Whenever the word "jersey" appears on a line of the material below, that line is counted; state the total alone.

# Source material:
◆ ◆ ◆ ◆

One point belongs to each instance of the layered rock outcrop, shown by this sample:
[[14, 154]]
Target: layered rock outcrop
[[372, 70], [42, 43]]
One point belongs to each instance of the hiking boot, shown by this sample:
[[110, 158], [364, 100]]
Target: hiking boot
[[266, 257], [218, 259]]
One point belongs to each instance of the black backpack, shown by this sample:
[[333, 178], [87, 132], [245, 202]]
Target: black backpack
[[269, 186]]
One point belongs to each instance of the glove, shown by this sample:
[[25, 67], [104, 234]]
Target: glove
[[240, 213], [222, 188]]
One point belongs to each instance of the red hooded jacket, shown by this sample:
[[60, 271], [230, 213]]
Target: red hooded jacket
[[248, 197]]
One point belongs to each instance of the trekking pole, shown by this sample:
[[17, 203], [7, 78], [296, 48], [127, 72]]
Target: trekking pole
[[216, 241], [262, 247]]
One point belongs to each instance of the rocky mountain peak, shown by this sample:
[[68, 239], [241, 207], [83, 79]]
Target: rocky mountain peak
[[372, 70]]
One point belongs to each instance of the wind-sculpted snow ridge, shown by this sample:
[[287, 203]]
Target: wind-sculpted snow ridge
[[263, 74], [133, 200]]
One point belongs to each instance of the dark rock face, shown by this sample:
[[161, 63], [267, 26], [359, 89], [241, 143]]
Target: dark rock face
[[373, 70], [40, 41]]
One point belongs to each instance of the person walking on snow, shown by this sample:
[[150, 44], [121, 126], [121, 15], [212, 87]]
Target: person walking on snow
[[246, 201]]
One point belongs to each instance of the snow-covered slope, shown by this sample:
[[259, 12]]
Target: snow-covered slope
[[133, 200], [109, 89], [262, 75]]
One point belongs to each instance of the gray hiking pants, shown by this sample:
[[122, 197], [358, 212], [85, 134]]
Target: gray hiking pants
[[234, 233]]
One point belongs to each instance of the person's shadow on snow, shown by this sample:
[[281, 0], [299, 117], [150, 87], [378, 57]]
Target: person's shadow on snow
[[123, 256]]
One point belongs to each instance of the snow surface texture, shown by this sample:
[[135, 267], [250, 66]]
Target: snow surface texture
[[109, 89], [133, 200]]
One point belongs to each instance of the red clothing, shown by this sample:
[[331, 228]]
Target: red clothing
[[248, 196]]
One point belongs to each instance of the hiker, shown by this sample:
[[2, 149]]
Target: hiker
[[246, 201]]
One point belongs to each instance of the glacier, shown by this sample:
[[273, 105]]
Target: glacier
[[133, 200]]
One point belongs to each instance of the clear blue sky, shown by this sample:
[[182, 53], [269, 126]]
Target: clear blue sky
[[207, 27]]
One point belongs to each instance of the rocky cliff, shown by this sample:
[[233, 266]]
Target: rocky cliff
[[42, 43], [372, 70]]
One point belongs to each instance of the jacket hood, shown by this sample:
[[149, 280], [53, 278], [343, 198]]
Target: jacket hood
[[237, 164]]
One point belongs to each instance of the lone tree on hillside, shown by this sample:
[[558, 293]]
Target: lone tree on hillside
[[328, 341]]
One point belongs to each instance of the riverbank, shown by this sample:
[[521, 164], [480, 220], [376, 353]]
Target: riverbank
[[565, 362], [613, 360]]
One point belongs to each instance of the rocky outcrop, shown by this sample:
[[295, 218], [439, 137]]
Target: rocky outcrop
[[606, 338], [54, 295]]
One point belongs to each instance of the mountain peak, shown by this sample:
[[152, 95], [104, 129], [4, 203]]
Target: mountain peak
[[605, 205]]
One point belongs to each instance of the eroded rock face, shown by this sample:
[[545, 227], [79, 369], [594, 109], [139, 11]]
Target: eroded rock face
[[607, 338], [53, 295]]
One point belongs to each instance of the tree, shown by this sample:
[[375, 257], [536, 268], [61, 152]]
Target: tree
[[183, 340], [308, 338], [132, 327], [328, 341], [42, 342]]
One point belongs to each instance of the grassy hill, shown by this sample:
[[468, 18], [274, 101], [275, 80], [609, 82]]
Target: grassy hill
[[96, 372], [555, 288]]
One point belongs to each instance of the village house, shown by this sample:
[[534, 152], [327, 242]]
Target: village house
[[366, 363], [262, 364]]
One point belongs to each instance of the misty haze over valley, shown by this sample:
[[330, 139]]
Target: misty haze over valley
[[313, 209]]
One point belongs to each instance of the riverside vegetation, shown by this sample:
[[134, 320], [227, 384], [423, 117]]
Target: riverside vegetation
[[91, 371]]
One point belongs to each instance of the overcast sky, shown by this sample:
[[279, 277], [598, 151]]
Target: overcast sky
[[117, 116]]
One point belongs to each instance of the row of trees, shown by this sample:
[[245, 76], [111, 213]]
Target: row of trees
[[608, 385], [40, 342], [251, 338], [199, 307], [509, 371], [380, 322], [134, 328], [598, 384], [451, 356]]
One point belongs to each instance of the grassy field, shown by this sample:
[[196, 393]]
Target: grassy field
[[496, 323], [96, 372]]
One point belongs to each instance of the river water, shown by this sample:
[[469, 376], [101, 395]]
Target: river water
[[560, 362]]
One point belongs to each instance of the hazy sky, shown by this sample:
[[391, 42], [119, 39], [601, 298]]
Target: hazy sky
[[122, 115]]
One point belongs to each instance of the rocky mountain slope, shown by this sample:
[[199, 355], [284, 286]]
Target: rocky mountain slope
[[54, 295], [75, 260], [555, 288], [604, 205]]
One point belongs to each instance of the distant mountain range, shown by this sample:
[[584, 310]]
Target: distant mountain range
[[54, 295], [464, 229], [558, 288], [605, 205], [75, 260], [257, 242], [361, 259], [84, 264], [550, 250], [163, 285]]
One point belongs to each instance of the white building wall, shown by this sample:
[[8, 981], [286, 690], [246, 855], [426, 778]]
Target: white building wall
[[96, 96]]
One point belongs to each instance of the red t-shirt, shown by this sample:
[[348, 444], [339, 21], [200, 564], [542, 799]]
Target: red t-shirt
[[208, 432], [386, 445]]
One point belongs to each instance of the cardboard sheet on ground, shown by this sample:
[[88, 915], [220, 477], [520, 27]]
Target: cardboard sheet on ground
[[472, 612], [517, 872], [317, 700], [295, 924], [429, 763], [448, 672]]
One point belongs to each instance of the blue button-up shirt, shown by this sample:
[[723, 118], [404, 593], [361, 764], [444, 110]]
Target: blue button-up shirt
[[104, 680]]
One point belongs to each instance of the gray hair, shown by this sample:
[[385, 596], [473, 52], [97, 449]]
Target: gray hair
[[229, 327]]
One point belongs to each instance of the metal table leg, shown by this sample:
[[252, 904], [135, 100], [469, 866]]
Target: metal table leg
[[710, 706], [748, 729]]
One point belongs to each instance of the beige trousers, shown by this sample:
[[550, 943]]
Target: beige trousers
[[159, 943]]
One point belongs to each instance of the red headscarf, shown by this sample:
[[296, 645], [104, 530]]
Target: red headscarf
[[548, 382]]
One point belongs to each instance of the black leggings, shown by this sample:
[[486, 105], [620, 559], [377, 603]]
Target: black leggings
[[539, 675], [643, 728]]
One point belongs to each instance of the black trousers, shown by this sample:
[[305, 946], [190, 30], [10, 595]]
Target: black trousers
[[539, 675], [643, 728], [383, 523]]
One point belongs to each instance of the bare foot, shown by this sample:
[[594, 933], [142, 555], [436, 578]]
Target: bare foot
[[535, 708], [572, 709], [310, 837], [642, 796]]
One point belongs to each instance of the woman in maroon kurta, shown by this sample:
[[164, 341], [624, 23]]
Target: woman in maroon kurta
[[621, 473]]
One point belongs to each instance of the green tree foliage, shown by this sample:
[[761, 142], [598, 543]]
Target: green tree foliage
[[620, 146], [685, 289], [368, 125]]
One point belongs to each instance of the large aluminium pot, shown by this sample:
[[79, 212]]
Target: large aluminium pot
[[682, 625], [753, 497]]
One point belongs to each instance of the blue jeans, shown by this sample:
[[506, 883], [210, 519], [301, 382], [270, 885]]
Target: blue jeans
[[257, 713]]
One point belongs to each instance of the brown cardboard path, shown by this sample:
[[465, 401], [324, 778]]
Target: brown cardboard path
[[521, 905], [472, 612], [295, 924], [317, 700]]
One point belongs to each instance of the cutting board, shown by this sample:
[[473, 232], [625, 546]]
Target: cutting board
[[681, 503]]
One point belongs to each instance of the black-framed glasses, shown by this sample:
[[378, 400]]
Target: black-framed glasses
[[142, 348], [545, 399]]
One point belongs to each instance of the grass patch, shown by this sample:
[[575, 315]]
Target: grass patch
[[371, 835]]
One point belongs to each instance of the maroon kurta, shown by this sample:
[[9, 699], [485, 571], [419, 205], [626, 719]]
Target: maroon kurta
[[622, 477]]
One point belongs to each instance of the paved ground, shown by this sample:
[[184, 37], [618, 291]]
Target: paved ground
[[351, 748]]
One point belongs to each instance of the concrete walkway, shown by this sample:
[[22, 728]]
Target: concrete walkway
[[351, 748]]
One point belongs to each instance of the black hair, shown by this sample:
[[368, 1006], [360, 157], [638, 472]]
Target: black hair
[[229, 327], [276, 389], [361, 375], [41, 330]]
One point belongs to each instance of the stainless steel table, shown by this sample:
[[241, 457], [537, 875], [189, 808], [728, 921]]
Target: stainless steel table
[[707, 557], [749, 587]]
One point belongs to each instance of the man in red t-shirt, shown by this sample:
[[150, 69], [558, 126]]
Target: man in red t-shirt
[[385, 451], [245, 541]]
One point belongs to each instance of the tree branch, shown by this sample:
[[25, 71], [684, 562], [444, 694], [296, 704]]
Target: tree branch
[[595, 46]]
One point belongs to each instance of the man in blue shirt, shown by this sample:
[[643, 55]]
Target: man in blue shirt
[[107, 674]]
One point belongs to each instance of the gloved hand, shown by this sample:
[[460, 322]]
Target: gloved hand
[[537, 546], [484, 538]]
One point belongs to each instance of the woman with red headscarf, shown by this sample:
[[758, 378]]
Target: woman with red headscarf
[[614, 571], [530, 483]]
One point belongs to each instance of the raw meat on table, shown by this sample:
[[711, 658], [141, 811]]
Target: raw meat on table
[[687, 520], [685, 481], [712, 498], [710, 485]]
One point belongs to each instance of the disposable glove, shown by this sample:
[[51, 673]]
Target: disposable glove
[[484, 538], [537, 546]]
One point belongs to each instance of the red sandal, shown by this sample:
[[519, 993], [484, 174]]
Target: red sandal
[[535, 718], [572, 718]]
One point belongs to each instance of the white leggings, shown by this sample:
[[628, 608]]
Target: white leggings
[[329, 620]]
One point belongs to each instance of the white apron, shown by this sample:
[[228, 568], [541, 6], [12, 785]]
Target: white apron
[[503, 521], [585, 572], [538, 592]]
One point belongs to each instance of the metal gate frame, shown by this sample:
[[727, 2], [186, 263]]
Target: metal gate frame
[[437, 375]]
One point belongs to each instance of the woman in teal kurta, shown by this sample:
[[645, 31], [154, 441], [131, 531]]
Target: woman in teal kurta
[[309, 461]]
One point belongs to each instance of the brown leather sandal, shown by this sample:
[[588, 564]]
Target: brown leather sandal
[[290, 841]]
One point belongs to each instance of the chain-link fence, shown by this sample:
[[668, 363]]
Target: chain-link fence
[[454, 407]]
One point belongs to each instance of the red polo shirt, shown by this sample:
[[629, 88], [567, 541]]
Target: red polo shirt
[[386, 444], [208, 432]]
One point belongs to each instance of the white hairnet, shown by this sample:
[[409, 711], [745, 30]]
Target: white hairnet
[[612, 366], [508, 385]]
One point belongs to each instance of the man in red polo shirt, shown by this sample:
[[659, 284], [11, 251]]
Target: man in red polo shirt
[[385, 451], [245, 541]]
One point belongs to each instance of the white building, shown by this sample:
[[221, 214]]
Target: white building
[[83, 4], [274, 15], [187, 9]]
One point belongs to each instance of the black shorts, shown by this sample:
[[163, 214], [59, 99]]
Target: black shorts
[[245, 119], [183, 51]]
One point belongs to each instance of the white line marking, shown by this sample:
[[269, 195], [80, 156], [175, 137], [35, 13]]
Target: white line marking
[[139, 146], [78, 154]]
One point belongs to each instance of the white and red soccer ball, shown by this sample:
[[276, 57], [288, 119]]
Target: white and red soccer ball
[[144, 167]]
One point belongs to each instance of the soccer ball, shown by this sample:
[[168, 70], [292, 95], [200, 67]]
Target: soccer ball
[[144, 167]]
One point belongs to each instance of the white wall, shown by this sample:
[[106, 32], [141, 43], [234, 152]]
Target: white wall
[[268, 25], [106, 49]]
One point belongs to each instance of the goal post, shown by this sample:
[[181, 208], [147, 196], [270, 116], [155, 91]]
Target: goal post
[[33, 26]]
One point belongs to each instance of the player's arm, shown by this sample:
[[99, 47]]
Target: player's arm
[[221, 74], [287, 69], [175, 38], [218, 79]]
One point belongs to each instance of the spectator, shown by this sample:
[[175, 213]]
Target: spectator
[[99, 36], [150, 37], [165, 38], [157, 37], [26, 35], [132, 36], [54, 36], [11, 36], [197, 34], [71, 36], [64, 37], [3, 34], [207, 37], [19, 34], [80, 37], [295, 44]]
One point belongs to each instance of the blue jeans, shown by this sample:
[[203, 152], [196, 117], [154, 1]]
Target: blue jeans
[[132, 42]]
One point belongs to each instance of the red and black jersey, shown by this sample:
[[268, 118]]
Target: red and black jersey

◆ ◆ ◆ ◆

# Output of the exercise:
2